## Do this
Give the records below as a Markdown table with the columns Row and Line, numbering each line in order and omitting any blank lines.

(Items stored from a collection)

--- --- ---

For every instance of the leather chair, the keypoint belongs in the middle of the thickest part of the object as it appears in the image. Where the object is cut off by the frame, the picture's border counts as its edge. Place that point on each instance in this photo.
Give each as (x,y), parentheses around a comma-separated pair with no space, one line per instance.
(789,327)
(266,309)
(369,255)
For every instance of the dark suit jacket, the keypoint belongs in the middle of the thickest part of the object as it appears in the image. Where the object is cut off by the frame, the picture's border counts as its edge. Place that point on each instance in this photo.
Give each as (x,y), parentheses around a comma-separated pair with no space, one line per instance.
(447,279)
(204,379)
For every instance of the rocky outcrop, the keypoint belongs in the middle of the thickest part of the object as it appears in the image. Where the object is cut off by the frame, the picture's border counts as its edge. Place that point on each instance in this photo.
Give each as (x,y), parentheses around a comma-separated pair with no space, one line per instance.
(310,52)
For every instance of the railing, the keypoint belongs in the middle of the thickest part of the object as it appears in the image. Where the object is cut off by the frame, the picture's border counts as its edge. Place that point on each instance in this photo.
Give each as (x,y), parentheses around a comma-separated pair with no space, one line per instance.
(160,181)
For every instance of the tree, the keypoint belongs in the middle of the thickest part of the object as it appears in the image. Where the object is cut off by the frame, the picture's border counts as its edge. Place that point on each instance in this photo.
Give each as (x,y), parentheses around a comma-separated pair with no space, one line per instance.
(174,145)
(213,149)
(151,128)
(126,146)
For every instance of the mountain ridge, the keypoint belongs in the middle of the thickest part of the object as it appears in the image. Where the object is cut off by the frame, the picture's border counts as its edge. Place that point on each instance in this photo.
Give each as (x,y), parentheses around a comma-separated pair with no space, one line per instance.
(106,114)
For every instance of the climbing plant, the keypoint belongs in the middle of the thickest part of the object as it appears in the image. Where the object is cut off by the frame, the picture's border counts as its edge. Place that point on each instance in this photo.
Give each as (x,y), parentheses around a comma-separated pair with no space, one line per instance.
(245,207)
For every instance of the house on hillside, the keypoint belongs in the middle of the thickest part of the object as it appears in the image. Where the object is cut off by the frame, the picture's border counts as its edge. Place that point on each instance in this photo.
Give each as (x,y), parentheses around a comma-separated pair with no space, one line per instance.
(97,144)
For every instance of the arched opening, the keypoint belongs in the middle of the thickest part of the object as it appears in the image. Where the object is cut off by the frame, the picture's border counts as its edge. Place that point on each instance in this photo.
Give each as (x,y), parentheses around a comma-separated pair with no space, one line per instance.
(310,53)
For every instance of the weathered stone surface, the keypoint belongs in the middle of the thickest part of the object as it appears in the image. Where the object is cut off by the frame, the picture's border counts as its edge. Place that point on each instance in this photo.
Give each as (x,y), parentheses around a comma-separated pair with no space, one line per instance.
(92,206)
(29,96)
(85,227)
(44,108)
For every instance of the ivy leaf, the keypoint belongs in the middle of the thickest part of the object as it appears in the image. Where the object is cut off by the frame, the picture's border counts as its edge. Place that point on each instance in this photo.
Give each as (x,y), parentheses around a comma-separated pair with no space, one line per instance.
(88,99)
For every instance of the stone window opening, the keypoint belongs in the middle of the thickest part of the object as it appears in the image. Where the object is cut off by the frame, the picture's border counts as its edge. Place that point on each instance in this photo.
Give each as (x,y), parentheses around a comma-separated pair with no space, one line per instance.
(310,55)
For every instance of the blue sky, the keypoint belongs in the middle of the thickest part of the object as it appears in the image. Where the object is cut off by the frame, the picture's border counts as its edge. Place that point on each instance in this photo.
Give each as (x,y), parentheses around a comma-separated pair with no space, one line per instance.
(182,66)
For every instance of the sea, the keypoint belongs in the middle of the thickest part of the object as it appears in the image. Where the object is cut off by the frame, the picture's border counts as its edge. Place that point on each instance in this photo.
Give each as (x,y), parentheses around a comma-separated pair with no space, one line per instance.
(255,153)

--- --- ---

## The result
| Row | Line |
|---|---|
| 1 | For every instance of the leather chair, the keypoint belongs in the middle of the thickest part of the object as it appears in the image. Where the object is cut off by the frame, the picture's border counts as its edge. Place that point on each instance in this photo. |
| 2 | Give each as (x,y), parentheses around a comma-separated pair with no space, one line per instance. |
| 3 | (789,327) |
| 4 | (266,309) |
| 5 | (369,255) |
| 6 | For every instance of the dark suit jacket, the keypoint belongs in the middle of the thickest part of the object as it appears in the image. Where the object is cut off by the frame, the picture's border counts as its edge. Place that point on each instance in this photo. |
| 7 | Give each as (x,y), parentheses around a comma-separated pair with no space, one line per instance. |
| 8 | (447,279) |
| 9 | (204,379) |
| 10 | For every instance of the rocky outcrop, the keypoint belongs in the middle of the thickest part of the object as it appears in the image. Where the object is cut off by the frame, the picture's border counts as its edge. Place that point on each instance in this photo. |
| 11 | Give each as (x,y), parentheses around a comma-separated pair with no space, one line per instance. |
| 12 | (310,52) |
| 13 | For every instance of the railing, the keypoint belongs in the middle of the thickest part of the object as it appears in the image. Where the object is cut off by the frame, the picture's border counts as its edge. Place that point on each instance in this photo. |
| 14 | Give each as (x,y), parentheses around a comma-separated pair with no space, one line per instance. |
| 15 | (160,181) |
| 16 | For every instance of the tree, the keypoint belongs in the middle of the thickest part of the object as it appears in the image. Where the object is cut off by the frame, the picture's border counts as its edge. Place that point on each instance in this photo. |
| 17 | Give each as (x,y), parentheses around a comma-separated pair with no space, one line per instance. |
| 18 | (174,145) |
| 19 | (213,149) |
| 20 | (151,128) |
| 21 | (126,146) |
| 22 | For every instance of the mountain ridge, the keypoint belongs in the middle of the thickest part of the object as it appears in the image. Where the object is cut off by the frame, the picture's border counts as its edge. Place that point on each instance in this photo. |
| 23 | Give each as (x,y), parentheses around a comma-separated pair with no space, one line per instance. |
| 24 | (106,114) |
| 25 | For every instance of the climbing plant, the keypoint belongs in the middle of the thickest part of the object as it appears in the image. Where the object is cut off by the frame, the picture's border counts as its edge. Place that point on each instance in this photo. |
| 26 | Give each as (x,y), parentheses around a comma-separated pair with no space, one line per instance. |
| 27 | (245,207) |
| 28 | For every instance of the house on hillside, the keypoint belongs in the middle of the thickest part of the object as it appears in the image. Where the object is cut off by the frame, the picture's border counts as its edge. Place that point on each instance in this photo. |
| 29 | Give each as (x,y), parentheses around a comma-separated pair with no space, one line per instance. |
| 30 | (97,144) |
| 31 | For every instance of the arched opening, the keypoint belongs in the middle of the thickest part of the object as it appears in the image. Where the object is cut off by the frame, the picture's border counts as its edge. Place that point on each instance in this photo. |
| 32 | Give each as (x,y), parentheses around a comma-separated pair with no space, one line per instance. |
| 33 | (310,53) |
| 34 | For every instance of the weathered stone surface, the keypoint belongs in the middle of the thickest part of the object as it appears in the image. Where the object is cut off by the frame, the picture's border counts as its edge. Place that point on each instance in this photo. |
| 35 | Give each as (x,y), parentheses around a comma-separated pair with no space, one line per instance. |
| 36 | (92,206) |
| 37 | (29,96) |
| 38 | (85,227) |
| 39 | (44,108) |
| 40 | For every instance of the ivy leaf, the keypoint belongs in the middle of the thickest part of the object as it appears in the image. Where the object is cut off by the frame, the picture's border counts as its edge. Place that point on each instance in this photo. |
| 41 | Give each as (x,y), parentheses around a comma-separated pair with no space, one line per instance. |
| 42 | (88,99) |
| 43 | For every instance of the stone window opening, the keypoint belongs in the middle of the thickest part of the object as it appears in the image. Where the object is cut off by the frame, the picture's border counts as its edge. Place that point on each instance in this photo. |
| 44 | Give each as (x,y), parentheses around a comma-separated pair with no space, one line per instance. |
| 45 | (310,55) |
| 46 | For every instance of the blue sky, the keypoint belongs in the middle of the thickest part of the object as it appears in the image. Where the object is cut off by the frame, the picture's border counts as its edge. Place that point on each instance in this photo. |
| 47 | Give each as (x,y), parentheses around a comma-separated pair with no space, one line per instance. |
| 48 | (182,66) |
| 49 | For every instance of the sea, the keypoint belongs in the middle of the thickest part of the object as it appears in the image. Where the object is cut off by the frame, the picture's border counts as its edge. Place that point on each instance in this photo. |
| 50 | Give each as (x,y), parentheses around a comma-separated pair with no space, one line per instance. |
| 51 | (255,153) |